-- Begin Record set --

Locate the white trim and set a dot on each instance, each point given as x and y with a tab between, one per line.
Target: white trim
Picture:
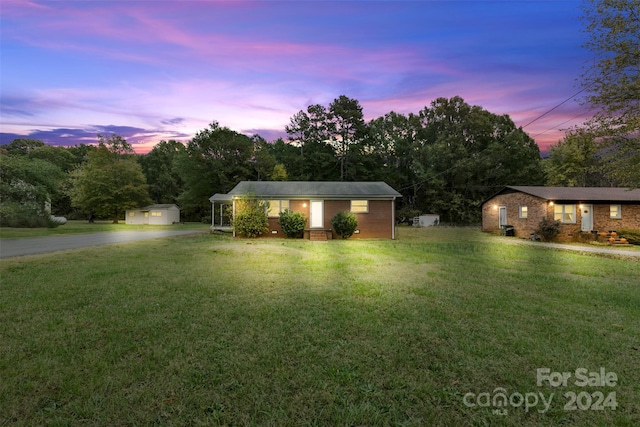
313	219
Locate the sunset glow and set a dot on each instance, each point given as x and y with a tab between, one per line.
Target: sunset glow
161	70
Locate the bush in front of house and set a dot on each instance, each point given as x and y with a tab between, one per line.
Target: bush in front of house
251	219
292	223
632	235
344	224
548	229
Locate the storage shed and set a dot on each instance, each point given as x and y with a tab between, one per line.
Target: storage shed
161	214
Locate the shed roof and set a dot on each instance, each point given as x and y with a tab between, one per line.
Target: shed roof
310	189
579	194
159	206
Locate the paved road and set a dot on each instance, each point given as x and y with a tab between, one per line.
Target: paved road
39	245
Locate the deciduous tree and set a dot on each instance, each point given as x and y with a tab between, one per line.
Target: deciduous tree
111	180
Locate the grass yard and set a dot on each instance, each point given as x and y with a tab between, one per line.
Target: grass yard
426	330
83	227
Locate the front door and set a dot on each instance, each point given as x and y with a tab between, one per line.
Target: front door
316	212
587	217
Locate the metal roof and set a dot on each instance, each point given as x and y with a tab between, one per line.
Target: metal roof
159	206
310	189
580	194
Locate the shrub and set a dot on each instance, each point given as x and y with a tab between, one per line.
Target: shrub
632	235
292	223
344	224
547	229
251	219
18	215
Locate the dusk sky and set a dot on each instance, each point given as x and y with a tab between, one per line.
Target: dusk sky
158	70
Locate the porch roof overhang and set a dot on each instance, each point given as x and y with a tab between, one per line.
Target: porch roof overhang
309	190
576	194
221	198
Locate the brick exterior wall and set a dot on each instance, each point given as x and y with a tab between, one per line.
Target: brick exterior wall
539	208
523	227
377	223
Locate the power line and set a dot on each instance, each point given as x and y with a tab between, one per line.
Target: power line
563	102
566	121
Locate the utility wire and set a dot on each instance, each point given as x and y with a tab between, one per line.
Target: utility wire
563	102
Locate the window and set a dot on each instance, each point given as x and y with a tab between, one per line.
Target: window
276	206
615	211
359	206
565	213
524	212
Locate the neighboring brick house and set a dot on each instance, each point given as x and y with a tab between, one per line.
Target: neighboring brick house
579	209
373	203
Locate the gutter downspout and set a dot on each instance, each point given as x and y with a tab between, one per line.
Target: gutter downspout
393	219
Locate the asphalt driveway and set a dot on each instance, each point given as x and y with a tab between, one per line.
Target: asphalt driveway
39	245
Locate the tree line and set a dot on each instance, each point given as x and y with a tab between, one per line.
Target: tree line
445	159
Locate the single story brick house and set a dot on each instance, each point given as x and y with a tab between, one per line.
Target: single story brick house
579	209
373	203
161	214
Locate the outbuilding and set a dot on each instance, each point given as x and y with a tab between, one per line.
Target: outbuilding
160	214
373	203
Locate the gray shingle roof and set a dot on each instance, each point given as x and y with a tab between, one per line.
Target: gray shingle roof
581	194
302	189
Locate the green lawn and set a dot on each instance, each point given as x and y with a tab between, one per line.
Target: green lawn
210	330
82	227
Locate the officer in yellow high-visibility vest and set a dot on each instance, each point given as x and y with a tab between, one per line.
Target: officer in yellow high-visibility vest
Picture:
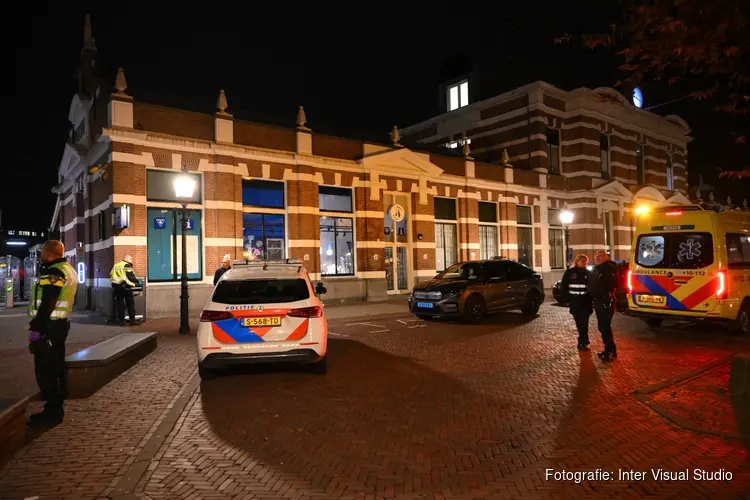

-- End Record set --

• _The task_: Can you convert the lines of the listing, starting at the line containing "Locate the tree" and ending at the end of the listing, into a Markdown table with columns named Row and Text, skipping any blank lines and leaving the pictures out?

• _Exercise solution_:
| Row | Text |
|---|---|
| 1 | Locate the tree line and set a dot on each instance, each point given as x and y with a tab between, one per line. |
| 2 | Target: tree line |
| 3 | 445	159 |
| 4 | Locate the single story brick house and set a dot on each instance, each point given as x and y with a tab between, one per line. |
| 5 | Target: single story brick house |
| 6 | 579	209 |
| 7 | 373	203 |
| 8 | 161	214 |
| 9 | Locate the outbuilding and set a dot on each instance, each point given as x and y with a tab between, one per line. |
| 10 | Target: outbuilding |
| 11 | 160	214 |
| 12 | 373	203 |
| 13 | Locate the gray shingle roof and set a dot on each instance, each point given as x and y with a tab between, one per line. |
| 14 | Target: gray shingle roof |
| 15 | 581	194 |
| 16 | 302	189 |
| 17 | Locate the green lawn and set a dot on each instance, each point given as x and y with a tab between, one per line. |
| 18 | Target: green lawn |
| 19 | 210	330 |
| 20 | 82	227 |
| 21 | Locate the officer in yellow high-visibility vest and set a dot on each instance, each point given as x and y with a tab between, one per line. |
| 22 | Target: officer in yellow high-visibility vest |
| 23 | Picture: |